● **EXERCISE**: Extract each line of the data below that contains the string "buckle". Matching is case-sensitive.
--- START OF DATASET RECORDS ---
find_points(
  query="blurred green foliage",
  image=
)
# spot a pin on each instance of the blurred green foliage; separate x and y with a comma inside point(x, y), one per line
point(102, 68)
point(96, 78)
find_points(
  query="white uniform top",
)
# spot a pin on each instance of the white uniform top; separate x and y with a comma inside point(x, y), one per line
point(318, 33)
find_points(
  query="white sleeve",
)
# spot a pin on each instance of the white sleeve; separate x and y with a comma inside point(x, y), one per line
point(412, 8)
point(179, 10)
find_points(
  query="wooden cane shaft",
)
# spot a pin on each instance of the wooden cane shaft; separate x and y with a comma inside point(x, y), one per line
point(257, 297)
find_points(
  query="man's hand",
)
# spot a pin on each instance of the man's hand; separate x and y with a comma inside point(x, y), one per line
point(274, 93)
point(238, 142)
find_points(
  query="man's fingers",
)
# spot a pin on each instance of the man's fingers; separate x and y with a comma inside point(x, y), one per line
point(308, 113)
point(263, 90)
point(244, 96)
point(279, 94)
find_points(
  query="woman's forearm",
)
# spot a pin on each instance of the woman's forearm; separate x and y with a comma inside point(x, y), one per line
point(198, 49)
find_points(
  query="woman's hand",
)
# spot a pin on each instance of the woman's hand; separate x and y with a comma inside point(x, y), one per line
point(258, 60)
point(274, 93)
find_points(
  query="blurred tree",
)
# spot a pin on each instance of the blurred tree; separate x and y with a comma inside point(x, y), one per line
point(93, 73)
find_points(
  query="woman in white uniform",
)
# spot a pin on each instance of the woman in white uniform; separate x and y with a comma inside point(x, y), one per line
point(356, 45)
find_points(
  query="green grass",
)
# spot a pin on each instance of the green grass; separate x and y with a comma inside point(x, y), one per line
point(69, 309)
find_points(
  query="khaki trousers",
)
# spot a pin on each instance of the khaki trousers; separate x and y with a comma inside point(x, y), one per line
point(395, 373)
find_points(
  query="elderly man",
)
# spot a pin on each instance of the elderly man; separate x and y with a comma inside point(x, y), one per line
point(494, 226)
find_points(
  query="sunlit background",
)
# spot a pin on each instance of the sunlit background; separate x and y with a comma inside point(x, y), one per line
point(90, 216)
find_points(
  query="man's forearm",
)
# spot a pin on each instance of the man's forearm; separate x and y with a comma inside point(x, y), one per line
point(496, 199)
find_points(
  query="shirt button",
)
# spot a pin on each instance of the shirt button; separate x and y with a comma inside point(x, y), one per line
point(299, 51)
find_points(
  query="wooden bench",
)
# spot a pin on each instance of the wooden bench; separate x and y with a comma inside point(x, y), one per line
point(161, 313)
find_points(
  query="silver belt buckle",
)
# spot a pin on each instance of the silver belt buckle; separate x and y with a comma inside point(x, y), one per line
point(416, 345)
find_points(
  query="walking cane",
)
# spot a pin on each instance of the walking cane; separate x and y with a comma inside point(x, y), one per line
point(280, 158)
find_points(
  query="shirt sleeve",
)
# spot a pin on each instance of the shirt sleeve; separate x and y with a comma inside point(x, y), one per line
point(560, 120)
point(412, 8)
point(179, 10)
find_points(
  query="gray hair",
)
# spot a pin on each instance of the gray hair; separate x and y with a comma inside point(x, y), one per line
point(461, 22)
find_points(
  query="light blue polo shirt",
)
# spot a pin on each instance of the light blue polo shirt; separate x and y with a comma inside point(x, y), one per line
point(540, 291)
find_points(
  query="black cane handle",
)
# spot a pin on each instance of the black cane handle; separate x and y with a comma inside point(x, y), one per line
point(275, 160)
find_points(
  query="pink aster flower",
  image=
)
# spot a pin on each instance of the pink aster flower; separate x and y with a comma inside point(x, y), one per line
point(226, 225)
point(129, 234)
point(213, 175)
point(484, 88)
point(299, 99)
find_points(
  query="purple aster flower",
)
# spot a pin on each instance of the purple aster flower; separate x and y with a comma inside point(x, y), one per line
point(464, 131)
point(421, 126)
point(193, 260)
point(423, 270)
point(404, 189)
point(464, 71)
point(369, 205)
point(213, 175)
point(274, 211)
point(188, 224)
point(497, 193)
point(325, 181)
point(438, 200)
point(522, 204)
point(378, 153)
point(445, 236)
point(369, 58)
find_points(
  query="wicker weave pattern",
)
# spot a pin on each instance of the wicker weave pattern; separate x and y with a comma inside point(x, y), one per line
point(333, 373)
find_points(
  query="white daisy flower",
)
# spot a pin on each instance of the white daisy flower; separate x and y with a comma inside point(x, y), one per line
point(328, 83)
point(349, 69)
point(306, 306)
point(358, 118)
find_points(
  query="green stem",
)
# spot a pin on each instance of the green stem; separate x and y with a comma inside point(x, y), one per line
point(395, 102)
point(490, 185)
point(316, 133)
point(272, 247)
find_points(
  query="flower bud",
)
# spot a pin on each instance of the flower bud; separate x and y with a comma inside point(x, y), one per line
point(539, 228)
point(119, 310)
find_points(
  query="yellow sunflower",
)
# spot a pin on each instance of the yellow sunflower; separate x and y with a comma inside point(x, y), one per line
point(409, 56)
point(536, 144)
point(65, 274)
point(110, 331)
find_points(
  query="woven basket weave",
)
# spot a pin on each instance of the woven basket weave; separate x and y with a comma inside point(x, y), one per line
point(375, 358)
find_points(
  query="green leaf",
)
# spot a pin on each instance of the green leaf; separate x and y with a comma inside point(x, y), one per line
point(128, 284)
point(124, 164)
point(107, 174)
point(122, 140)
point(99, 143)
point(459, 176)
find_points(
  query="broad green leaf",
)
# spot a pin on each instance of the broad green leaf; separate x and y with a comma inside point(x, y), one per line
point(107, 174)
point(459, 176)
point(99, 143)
--- END OF DATASET RECORDS ---
● **REPLY**:
  query="silver belt buckle",
# spot a pin on each instance of the silver belt buckle; separate x and y with a comma inside point(x, y), one per line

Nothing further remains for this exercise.